- [WHAT THIS TASK INVOLVES] Nothing but a number should be given: how many lines of the records include "around"?

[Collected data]
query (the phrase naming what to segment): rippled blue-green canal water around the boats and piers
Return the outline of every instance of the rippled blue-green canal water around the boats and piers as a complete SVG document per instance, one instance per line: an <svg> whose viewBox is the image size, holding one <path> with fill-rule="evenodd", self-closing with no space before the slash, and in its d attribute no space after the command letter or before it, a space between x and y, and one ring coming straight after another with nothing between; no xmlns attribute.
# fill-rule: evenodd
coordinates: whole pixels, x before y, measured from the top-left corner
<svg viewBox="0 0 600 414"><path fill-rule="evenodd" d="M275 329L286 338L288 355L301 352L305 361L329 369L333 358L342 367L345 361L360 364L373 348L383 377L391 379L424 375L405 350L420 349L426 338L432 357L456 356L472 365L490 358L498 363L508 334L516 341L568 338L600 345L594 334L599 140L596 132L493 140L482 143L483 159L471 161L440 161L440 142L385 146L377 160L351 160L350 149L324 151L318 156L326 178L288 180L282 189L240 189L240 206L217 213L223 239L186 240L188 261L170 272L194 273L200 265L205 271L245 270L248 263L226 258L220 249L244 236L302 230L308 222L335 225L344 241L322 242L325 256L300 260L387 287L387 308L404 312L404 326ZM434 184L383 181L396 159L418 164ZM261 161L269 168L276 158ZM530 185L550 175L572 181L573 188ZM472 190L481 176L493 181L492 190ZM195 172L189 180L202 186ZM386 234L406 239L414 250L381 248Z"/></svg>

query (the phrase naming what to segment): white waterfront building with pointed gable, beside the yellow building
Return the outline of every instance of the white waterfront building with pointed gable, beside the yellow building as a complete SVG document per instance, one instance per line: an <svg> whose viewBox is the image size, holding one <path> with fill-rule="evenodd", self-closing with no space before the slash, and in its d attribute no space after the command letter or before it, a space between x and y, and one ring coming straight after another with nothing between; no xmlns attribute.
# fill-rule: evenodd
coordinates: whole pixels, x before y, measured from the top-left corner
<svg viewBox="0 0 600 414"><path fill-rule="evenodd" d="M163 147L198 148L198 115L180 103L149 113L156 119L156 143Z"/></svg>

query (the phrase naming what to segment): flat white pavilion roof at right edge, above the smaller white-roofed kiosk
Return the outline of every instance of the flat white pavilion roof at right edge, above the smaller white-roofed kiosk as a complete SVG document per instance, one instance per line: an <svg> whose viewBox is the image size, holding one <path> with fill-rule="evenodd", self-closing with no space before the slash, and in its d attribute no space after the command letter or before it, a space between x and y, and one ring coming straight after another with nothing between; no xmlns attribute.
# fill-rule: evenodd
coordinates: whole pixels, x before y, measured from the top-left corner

- [TASK OUTPUT] 2